* **TEXT TO READ**:
--- Begin ---

# Floor paint/finish



## hsaunier (Jan 24, 2008)

What is everyone using to finish and or paint their floor?


----------



## Footer (Jan 24, 2008)

Flat black paint, if you feel fancy a rolled on coat of sealer. Usually only do a full coat once or twice a year.


----------



## Van (Jan 24, 2008)

Depends on the show and how the floor is treated. Here in the North West we have a local paint supplier, Miller Paint, they have a product, Acri-Clear, which is an acrylic Latex, clear coat that comes in flat, semi, and high gloss. I often seal painted floors with that product, according to designers specs. For maintanence during the run of a show I will typically use "Future" floor polish. You mop it on with a sponge mop, apply two coats for starters, then with subsequent moppings you can either re-coat with more future , or use an amonia based cleaner to strip off a layer of the future, this is very effective for removing scuff marks. 

Now if someone will tell me how to keep a WHITE WHITE carpet perfectly clean for a six week run of *The Clean House*, when Apples, Dirt, Sand, Snow, and theatre dust are being tracked all over it every night, we could all be happy.


----------



## derekleffew (Jan 24, 2008)

Van said:


> ...
> Now if someone will tell me how to keep a WHITE WHITE carpet perfectly clean for a six week run of *The Clean House*, when Apples, Dirt, Sand, Snow, and theatre dust are being tracked all over it every night, we could all be happy.


Put Stanley Steamer on retainer? 5 8 8, oh, three hundred, Empiiire.


----------



## icewolf08 (Jan 24, 2008)

hsaunier said:


> What is everyone using to finish and or paint their floor?


Going to side with Van here, it really depends on the show. If we build a deck then the stage just stays however it was painted the last time it was used. If not building a deck we paint the floor.

As for paints, we happen to get a huge donation of paint every year from a local paint store, basically all the color they mixed that was a reject by the customer. I believe it usually is on the order of 200 gallons donated each season. We also use Rosco paints and we have a full chromatic tinting system like paint stores, so we often mix our own and just buy tinting bases.


----------

--- End ---

* **GIVEN ENTRIES**:
--- Begin ---

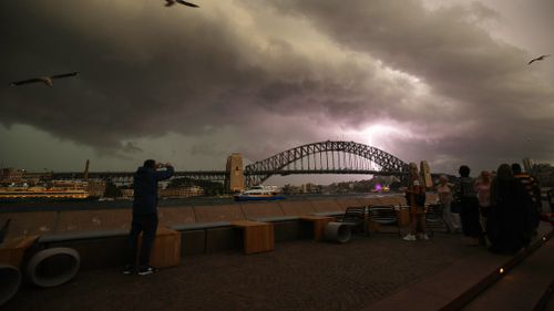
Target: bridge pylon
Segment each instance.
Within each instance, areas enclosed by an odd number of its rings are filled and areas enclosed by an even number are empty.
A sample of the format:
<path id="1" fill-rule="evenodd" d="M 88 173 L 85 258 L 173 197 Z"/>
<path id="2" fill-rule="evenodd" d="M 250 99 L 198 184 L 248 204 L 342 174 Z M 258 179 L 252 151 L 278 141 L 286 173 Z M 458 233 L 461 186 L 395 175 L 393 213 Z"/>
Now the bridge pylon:
<path id="1" fill-rule="evenodd" d="M 233 153 L 228 156 L 226 170 L 229 178 L 225 180 L 225 188 L 229 193 L 243 191 L 245 188 L 243 155 L 239 153 Z"/>

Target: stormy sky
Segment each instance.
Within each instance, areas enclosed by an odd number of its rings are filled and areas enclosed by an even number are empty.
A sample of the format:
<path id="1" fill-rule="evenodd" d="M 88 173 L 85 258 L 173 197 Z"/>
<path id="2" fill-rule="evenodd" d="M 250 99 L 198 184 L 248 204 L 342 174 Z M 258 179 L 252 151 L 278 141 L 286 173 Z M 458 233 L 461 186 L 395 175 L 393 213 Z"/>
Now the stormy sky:
<path id="1" fill-rule="evenodd" d="M 527 65 L 551 0 L 191 1 L 1 1 L 0 165 L 223 169 L 327 139 L 442 173 L 554 162 L 554 56 Z"/>

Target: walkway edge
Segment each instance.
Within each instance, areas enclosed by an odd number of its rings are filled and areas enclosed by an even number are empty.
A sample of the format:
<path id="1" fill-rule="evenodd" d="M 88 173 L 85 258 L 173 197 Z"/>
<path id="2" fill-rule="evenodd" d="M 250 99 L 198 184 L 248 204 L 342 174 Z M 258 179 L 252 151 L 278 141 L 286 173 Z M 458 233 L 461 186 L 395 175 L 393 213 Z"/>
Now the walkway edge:
<path id="1" fill-rule="evenodd" d="M 449 268 L 361 310 L 459 310 L 505 276 L 510 269 L 541 248 L 553 236 L 554 230 L 552 227 L 547 230 L 540 230 L 538 238 L 529 248 L 514 256 L 495 256 L 483 251 L 459 260 Z M 502 273 L 500 272 L 501 268 L 503 269 Z"/>

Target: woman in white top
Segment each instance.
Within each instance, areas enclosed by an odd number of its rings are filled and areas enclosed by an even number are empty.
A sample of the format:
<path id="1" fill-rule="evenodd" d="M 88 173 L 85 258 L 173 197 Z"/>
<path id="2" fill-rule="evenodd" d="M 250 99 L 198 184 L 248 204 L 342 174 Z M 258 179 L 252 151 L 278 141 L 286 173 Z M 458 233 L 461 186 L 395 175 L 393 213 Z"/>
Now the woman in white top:
<path id="1" fill-rule="evenodd" d="M 437 194 L 439 195 L 439 203 L 442 205 L 442 218 L 450 232 L 460 232 L 460 214 L 451 211 L 452 190 L 450 188 L 449 178 L 441 175 L 439 178 L 439 186 L 437 186 Z"/>

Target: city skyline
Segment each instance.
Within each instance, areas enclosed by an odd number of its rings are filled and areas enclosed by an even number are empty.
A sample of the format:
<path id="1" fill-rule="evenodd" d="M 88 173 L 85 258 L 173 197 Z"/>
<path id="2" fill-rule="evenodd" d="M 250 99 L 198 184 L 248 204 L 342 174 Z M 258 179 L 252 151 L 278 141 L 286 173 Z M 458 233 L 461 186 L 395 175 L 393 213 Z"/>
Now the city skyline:
<path id="1" fill-rule="evenodd" d="M 199 4 L 1 3 L 2 167 L 224 169 L 328 139 L 449 174 L 554 159 L 554 58 L 527 64 L 551 1 Z"/>

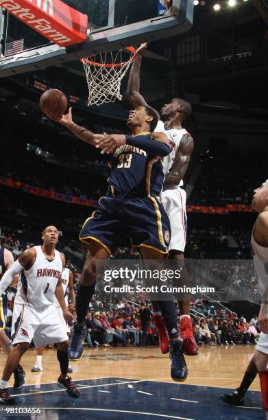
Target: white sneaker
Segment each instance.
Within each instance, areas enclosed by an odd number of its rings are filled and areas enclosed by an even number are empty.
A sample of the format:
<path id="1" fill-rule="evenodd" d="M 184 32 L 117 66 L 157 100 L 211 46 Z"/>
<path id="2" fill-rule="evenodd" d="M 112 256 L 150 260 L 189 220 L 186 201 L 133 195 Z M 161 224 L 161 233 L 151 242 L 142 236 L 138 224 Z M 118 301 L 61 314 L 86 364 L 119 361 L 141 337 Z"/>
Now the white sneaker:
<path id="1" fill-rule="evenodd" d="M 31 372 L 42 372 L 43 369 L 42 366 L 39 364 L 35 364 L 33 368 L 31 369 Z"/>

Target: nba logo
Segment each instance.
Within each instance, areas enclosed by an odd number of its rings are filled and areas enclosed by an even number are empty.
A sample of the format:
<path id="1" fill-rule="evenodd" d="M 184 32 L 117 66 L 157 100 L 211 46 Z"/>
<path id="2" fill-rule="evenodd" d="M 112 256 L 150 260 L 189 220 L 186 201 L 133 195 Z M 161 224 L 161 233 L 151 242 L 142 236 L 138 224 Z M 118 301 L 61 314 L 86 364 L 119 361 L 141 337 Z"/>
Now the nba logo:
<path id="1" fill-rule="evenodd" d="M 171 0 L 159 0 L 158 16 L 165 14 L 171 5 Z"/>

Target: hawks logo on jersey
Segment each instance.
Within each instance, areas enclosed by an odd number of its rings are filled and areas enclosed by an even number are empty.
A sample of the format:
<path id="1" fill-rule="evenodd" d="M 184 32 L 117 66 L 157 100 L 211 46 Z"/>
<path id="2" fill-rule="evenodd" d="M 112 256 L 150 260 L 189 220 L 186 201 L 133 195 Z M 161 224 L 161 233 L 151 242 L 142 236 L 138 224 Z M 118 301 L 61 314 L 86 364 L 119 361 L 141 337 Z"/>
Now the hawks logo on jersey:
<path id="1" fill-rule="evenodd" d="M 38 268 L 36 277 L 56 277 L 58 279 L 60 276 L 60 271 L 53 270 L 52 268 Z"/>

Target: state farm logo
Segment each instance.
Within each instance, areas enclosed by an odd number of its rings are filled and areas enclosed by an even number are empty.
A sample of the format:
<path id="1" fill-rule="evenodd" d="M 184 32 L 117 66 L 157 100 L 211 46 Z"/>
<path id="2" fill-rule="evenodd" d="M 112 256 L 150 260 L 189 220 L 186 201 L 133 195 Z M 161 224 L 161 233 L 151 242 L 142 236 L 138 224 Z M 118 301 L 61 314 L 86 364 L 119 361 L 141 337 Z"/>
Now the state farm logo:
<path id="1" fill-rule="evenodd" d="M 49 13 L 50 16 L 53 16 L 53 3 L 51 0 L 28 0 L 28 1 L 30 1 L 31 3 L 36 3 L 37 7 L 40 9 L 42 9 L 44 12 L 47 12 L 47 5 L 49 5 Z"/>
<path id="2" fill-rule="evenodd" d="M 52 0 L 27 0 L 29 3 L 33 3 L 31 8 L 24 8 L 25 0 L 0 0 L 0 7 L 10 12 L 15 17 L 21 19 L 23 22 L 30 26 L 32 29 L 37 31 L 41 35 L 51 39 L 53 42 L 60 45 L 68 45 L 71 40 L 64 34 L 60 32 L 56 27 L 55 18 L 53 16 L 53 3 Z M 38 8 L 42 10 L 38 12 Z M 47 18 L 51 21 L 40 19 L 42 13 L 45 12 Z M 71 33 L 71 32 L 70 32 Z"/>
<path id="3" fill-rule="evenodd" d="M 29 337 L 28 333 L 27 332 L 26 329 L 24 329 L 24 328 L 21 328 L 21 334 L 23 336 L 23 337 Z"/>

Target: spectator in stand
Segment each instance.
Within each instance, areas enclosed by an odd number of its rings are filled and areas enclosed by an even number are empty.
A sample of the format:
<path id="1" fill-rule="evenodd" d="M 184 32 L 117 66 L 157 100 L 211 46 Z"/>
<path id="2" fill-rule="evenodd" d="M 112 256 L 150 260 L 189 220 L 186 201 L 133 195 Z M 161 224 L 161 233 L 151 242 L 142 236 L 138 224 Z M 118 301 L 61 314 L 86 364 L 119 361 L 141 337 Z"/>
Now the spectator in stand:
<path id="1" fill-rule="evenodd" d="M 212 319 L 208 320 L 208 329 L 210 330 L 211 334 L 213 334 L 215 338 L 215 341 L 214 342 L 217 342 L 217 344 L 218 344 L 219 345 L 221 345 L 221 340 L 220 340 L 219 334 L 215 328 L 214 320 Z"/>
<path id="2" fill-rule="evenodd" d="M 252 325 L 255 328 L 258 326 L 258 315 L 254 315 L 254 317 L 250 320 L 250 322 L 252 323 Z"/>
<path id="3" fill-rule="evenodd" d="M 211 346 L 215 345 L 216 344 L 216 337 L 210 331 L 208 324 L 204 319 L 200 320 L 200 327 L 202 334 L 208 338 L 208 344 Z"/>
<path id="4" fill-rule="evenodd" d="M 143 331 L 143 337 L 141 339 L 141 345 L 143 347 L 146 346 L 147 337 L 148 337 L 148 328 L 151 323 L 151 312 L 147 307 L 146 307 L 145 303 L 141 303 L 141 309 L 139 311 L 141 321 L 141 329 Z"/>
<path id="5" fill-rule="evenodd" d="M 123 302 L 121 302 L 121 301 L 119 301 L 117 303 L 117 309 L 123 309 L 125 307 L 125 305 L 123 303 Z"/>
<path id="6" fill-rule="evenodd" d="M 111 326 L 112 328 L 114 328 L 115 331 L 118 334 L 119 337 L 123 340 L 123 341 L 128 342 L 128 329 L 127 328 L 123 328 L 122 315 L 121 314 L 116 315 L 115 318 L 114 318 L 111 322 Z"/>
<path id="7" fill-rule="evenodd" d="M 253 344 L 257 344 L 257 340 L 260 334 L 258 333 L 252 323 L 246 323 L 245 324 L 245 327 L 247 330 L 247 332 L 249 334 L 250 342 L 252 342 Z"/>
<path id="8" fill-rule="evenodd" d="M 112 325 L 109 323 L 108 320 L 107 319 L 106 312 L 101 312 L 100 321 L 102 327 L 106 330 L 107 336 L 112 336 L 112 340 L 108 339 L 108 342 L 112 342 L 115 346 L 117 345 L 118 342 L 121 343 L 124 346 L 126 345 L 127 342 L 120 337 L 120 336 L 115 331 L 114 329 L 112 328 Z"/>
<path id="9" fill-rule="evenodd" d="M 208 315 L 210 316 L 217 316 L 217 312 L 214 307 L 213 305 L 210 306 L 210 309 L 208 311 Z"/>
<path id="10" fill-rule="evenodd" d="M 245 319 L 245 318 L 244 318 Z M 245 322 L 241 321 L 238 327 L 239 337 L 243 344 L 249 344 L 249 334 L 245 326 Z"/>
<path id="11" fill-rule="evenodd" d="M 101 324 L 99 325 L 98 322 L 98 316 L 99 316 L 99 312 L 95 312 L 94 314 L 94 318 L 93 318 L 91 312 L 88 312 L 87 318 L 86 318 L 86 325 L 90 330 L 91 340 L 101 345 L 103 345 L 106 344 L 106 334 L 104 328 L 103 328 Z"/>
<path id="12" fill-rule="evenodd" d="M 195 336 L 195 340 L 197 343 L 197 345 L 204 345 L 204 342 L 202 340 L 202 330 L 201 330 L 201 327 L 200 325 L 197 323 L 195 324 L 194 325 L 193 327 L 193 334 Z"/>
<path id="13" fill-rule="evenodd" d="M 125 315 L 123 316 L 123 320 L 122 323 L 123 328 L 128 330 L 130 338 L 134 346 L 138 346 L 140 344 L 139 334 L 138 331 L 133 325 L 133 323 L 131 320 L 130 315 Z"/>
<path id="14" fill-rule="evenodd" d="M 158 345 L 156 340 L 156 336 L 158 336 L 158 334 L 156 334 L 156 325 L 153 320 L 151 320 L 148 328 L 148 342 L 149 345 Z"/>
<path id="15" fill-rule="evenodd" d="M 221 341 L 223 345 L 234 344 L 232 333 L 226 320 L 223 321 L 221 325 Z"/>

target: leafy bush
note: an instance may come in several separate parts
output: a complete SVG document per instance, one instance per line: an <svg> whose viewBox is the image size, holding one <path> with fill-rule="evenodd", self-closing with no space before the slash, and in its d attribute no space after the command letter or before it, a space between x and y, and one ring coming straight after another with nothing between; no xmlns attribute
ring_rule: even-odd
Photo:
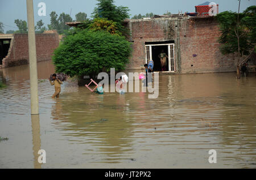
<svg viewBox="0 0 256 180"><path fill-rule="evenodd" d="M103 30L112 35L116 34L122 36L122 33L117 30L117 23L112 20L109 20L106 18L95 18L92 23L90 24L89 28L92 31Z"/></svg>
<svg viewBox="0 0 256 180"><path fill-rule="evenodd" d="M131 52L131 44L125 37L79 29L65 38L55 50L53 59L57 72L94 78L110 68L123 70Z"/></svg>

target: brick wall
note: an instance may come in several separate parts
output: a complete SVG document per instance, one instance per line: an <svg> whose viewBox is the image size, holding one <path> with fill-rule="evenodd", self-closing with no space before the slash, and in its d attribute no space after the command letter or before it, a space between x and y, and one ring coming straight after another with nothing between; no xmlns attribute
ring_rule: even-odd
<svg viewBox="0 0 256 180"><path fill-rule="evenodd" d="M213 17L129 20L126 26L131 32L129 39L133 49L129 68L145 63L145 42L174 41L176 72L236 71L235 55L222 55L219 50L220 32Z"/></svg>
<svg viewBox="0 0 256 180"><path fill-rule="evenodd" d="M53 50L59 46L57 33L36 34L38 62L51 60ZM27 63L28 40L27 34L14 34L7 57L3 59L2 67Z"/></svg>

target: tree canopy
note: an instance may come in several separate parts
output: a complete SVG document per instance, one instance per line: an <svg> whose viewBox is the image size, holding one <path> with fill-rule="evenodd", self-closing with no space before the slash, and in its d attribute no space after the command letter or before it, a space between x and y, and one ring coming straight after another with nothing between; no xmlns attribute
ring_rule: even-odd
<svg viewBox="0 0 256 180"><path fill-rule="evenodd" d="M70 29L70 27L66 25L65 23L73 21L69 14L61 13L58 18L58 15L55 11L52 11L50 14L51 24L48 25L49 30L57 30L59 34L62 34L64 31Z"/></svg>
<svg viewBox="0 0 256 180"><path fill-rule="evenodd" d="M144 15L142 15L141 14L139 14L138 15L135 14L134 16L133 16L133 18L131 18L131 19L142 19L143 18L152 18L154 15L155 15L152 12L147 13Z"/></svg>
<svg viewBox="0 0 256 180"><path fill-rule="evenodd" d="M94 18L106 18L109 20L113 20L117 23L117 27L119 31L123 35L128 33L128 30L123 25L123 20L128 19L130 15L128 12L130 10L127 7L116 6L114 5L114 0L97 0L97 7L95 7L92 14Z"/></svg>
<svg viewBox="0 0 256 180"><path fill-rule="evenodd" d="M55 50L53 59L57 72L95 77L110 68L123 70L131 52L130 43L123 36L82 29L65 38Z"/></svg>
<svg viewBox="0 0 256 180"><path fill-rule="evenodd" d="M3 33L3 24L2 22L0 22L0 33Z"/></svg>

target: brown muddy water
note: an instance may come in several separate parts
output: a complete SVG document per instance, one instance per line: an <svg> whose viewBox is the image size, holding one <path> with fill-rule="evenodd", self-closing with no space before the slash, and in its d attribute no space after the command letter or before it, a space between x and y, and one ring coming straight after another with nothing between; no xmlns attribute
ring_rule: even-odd
<svg viewBox="0 0 256 180"><path fill-rule="evenodd" d="M38 63L40 115L30 115L28 66L0 70L1 168L256 168L256 76L160 75L159 95L99 95L70 79L60 98ZM38 152L46 152L46 163ZM215 149L217 163L208 152Z"/></svg>

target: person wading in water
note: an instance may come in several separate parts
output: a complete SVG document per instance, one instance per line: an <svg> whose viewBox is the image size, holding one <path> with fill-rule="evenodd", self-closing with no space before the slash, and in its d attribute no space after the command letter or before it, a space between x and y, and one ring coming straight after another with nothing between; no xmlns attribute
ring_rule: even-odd
<svg viewBox="0 0 256 180"><path fill-rule="evenodd" d="M53 82L51 80L51 79L49 78L49 81L51 83L51 85L54 85L54 87L55 88L55 92L52 95L52 98L55 98L55 97L56 98L59 98L60 97L60 85L62 84L62 82L56 76L57 75L56 75L56 74L53 74L52 75L52 79L53 80Z"/></svg>

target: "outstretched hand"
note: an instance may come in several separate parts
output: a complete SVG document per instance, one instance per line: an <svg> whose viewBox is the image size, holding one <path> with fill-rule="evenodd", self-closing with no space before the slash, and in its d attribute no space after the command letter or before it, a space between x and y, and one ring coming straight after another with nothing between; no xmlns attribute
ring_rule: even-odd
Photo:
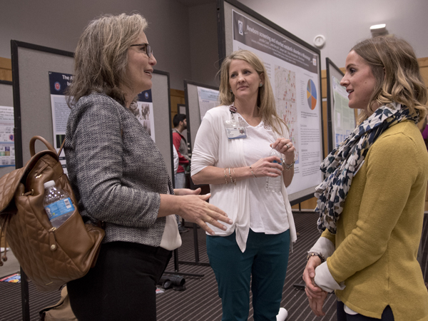
<svg viewBox="0 0 428 321"><path fill-rule="evenodd" d="M183 191L183 194L179 193L182 197L180 199L180 210L178 214L183 218L189 222L195 223L204 230L212 235L215 235L214 231L210 228L207 223L210 223L216 228L225 230L227 228L219 221L227 224L233 224L233 221L228 218L228 215L209 203L206 202L211 196L211 194L195 195L200 193L200 188L195 190L193 194L188 192L187 189ZM174 190L175 192L176 190ZM180 191L179 193L181 193ZM187 194L186 194L187 193Z"/></svg>
<svg viewBox="0 0 428 321"><path fill-rule="evenodd" d="M274 163L275 161L276 163ZM277 156L269 156L260 158L251 165L254 175L257 178L263 176L277 177L281 175L282 166L280 165L281 159Z"/></svg>
<svg viewBox="0 0 428 321"><path fill-rule="evenodd" d="M291 140L287 138L277 138L277 140L270 145L270 147L275 148L280 153L285 156L286 163L291 163L294 161L295 147Z"/></svg>

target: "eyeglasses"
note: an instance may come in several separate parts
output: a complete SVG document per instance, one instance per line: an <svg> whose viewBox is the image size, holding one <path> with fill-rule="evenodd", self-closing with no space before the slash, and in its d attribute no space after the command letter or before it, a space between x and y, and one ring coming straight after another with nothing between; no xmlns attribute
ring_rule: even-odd
<svg viewBox="0 0 428 321"><path fill-rule="evenodd" d="M151 55L153 54L153 51L151 50L151 47L148 44L137 44L135 45L131 45L130 47L139 47L142 46L146 48L146 54L148 58L151 57Z"/></svg>

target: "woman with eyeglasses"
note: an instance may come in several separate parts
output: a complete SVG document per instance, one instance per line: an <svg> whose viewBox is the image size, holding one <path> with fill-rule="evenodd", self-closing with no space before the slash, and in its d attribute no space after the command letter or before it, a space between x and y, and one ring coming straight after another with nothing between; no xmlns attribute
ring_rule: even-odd
<svg viewBox="0 0 428 321"><path fill-rule="evenodd" d="M210 184L210 202L234 221L226 230L213 227L217 235L207 237L222 320L248 320L250 290L254 320L276 320L290 244L297 240L286 189L295 147L277 114L265 65L254 53L238 50L225 58L220 101L198 131L191 175L196 184ZM272 148L276 156L268 156ZM277 189L268 178L277 180Z"/></svg>
<svg viewBox="0 0 428 321"><path fill-rule="evenodd" d="M132 112L156 64L146 26L140 14L101 16L75 52L67 169L83 219L106 230L96 266L67 284L80 321L156 320L156 285L181 245L173 214L210 233L206 222L221 230L218 220L232 223L205 202L209 195L174 191L160 152Z"/></svg>

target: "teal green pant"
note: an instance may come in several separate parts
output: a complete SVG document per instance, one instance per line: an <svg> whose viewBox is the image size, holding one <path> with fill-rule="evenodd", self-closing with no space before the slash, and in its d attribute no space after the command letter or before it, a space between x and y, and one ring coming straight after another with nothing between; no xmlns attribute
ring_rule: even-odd
<svg viewBox="0 0 428 321"><path fill-rule="evenodd" d="M250 230L243 253L238 246L235 233L224 237L207 236L210 265L222 301L222 321L247 321L250 282L255 321L276 321L289 248L288 230L275 235Z"/></svg>

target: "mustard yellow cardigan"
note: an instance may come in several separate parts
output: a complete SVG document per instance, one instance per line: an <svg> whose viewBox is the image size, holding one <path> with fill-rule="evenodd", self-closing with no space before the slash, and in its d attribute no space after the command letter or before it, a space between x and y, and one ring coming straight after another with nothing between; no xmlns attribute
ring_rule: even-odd
<svg viewBox="0 0 428 321"><path fill-rule="evenodd" d="M428 153L419 130L404 121L370 148L352 182L330 272L346 287L337 298L354 311L380 318L387 305L396 321L428 320L428 292L417 253L428 180Z"/></svg>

--- End ---

* **JOB 1**:
In the floor paint thread, roughly how many gallons of paint does the local paint store donate each season?
* **JOB 2**:
Retype the part of the floor paint thread starting at "Going to side" and ending at "paint the floor.".
The records come from a different source than the floor paint thread.

* **FINISHED ANSWER 1**:
About 200 gallons.

* **FINISHED ANSWER 2**:
Going to side with Van here, it really depends on the show. If we build a deck then the stage just stays however it was painted the last time it was used. If not building a deck we paint the floor.